Smooth operation for ICM


PETALING JAYA: The Industrial Court’s move to implement e-Mention and e-Hearing is a step in the right direction as it helps clear backlogs and expedite disposal of cases, according to the court president and a lawyer.

The Industrial Court of Malaysia (ICM) president Datuk Rasidah Chik said e-Hearing and e-Mention were implemented to ensure speedy disposal of cases amid movement control restrictions in the wake of Covid-19 pandemic.

Rasidah said the number of cases was anticipated to continue increasing until next year as more and more people were likely to lose their jobs.

“ICM is committed in facing the challenges due to the pandemic by embracing new norms in its work culture,” she said in a statement.

Among the initiatives include the implementation of e-Mention and e-Hearing.

Rasidah said when the movement control order was first imposed in March, cases fixed for hearing had to be deferred for almost three months.

Lawyer Datuk Thavalingam Thavarajah said his firm was the first to participate in the Industrial Court’s first virtual trial in July, involving unfair dismissal claim against an oil and gas company.

“It was a success, as witnesses from Kota Kinabalu, Labuan and London were able to provide their testimonies from remote locations.

“The e-Hearing proceedings were recorded and conducted for the trial, which was heard over the course of 10 trial dates,” he said when contacted.

Via e-Hearing, cases were being heard faster without undue delay, he noted.

“In conventional settings, hearings could to be delayed at times when witnesses are unable to be physically present in court.

“But via e-Hearing, we can address such delays, as litigants can stay in the comfort of their homes while giving testimonies to the industrial court,” he said.

Movement restrictions in the wake of Covid-19 pandemic and closed international borders were no longer an issue, as hearings could proceed as long as there were no connectivity issues.

“Proceedings can continue no matter where the litigants are,” he said.

However, proceedings via e-Hearing were only possible if all parties involved agreed to it, said Thavalingam.

“We can only proceed if both the lawyers and clients agreed,” he said.

Among the minor setbacks include time difference for witnesses who were staying abroad, and longer downloading time for large documents.

“And some witnesses may not have the facilities at home to proceed with e-Hearing,” he said.

DATA EXCERPTS:
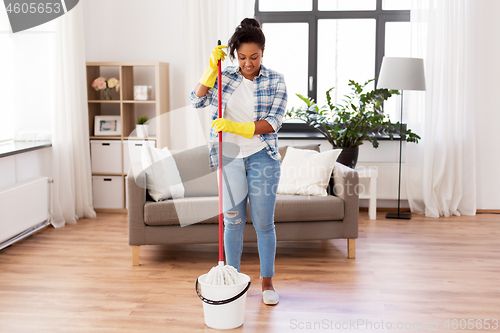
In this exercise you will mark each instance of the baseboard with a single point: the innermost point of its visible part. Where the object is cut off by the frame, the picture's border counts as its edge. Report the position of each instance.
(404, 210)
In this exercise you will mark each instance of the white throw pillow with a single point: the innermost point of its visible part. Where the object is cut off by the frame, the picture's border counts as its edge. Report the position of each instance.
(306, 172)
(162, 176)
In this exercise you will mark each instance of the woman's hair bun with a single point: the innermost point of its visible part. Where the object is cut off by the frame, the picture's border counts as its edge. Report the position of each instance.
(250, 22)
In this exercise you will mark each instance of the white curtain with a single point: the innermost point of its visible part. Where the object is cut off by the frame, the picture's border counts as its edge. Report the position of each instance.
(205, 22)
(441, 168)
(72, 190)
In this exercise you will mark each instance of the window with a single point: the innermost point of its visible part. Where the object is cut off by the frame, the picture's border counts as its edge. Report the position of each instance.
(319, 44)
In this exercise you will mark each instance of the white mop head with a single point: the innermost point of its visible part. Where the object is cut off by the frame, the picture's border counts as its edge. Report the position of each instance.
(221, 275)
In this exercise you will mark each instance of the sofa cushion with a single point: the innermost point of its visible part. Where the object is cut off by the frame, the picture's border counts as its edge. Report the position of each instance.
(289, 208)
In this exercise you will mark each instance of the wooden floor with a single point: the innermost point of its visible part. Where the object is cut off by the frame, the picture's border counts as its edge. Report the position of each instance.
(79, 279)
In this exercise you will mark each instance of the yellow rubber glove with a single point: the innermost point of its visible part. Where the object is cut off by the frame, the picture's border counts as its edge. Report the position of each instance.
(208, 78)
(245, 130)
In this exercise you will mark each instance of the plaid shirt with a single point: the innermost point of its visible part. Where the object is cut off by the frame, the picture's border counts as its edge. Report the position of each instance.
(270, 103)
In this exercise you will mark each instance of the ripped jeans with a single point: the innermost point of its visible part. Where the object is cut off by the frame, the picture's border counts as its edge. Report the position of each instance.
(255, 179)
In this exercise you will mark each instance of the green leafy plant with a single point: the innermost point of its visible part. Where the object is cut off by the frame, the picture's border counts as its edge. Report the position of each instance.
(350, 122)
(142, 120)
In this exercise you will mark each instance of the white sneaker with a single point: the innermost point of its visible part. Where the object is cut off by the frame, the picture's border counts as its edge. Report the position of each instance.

PROBLEM DESCRIPTION: Copy out word for word the stretch of the Industrial Court article from "Movement restrictions in" through "no connectivity issues.".

RESPONSE TO THIS TASK:
Movement restrictions in the wake of Covid-19 pandemic and closed international borders were no longer an issue, as hearings could proceed as long as there were no connectivity issues.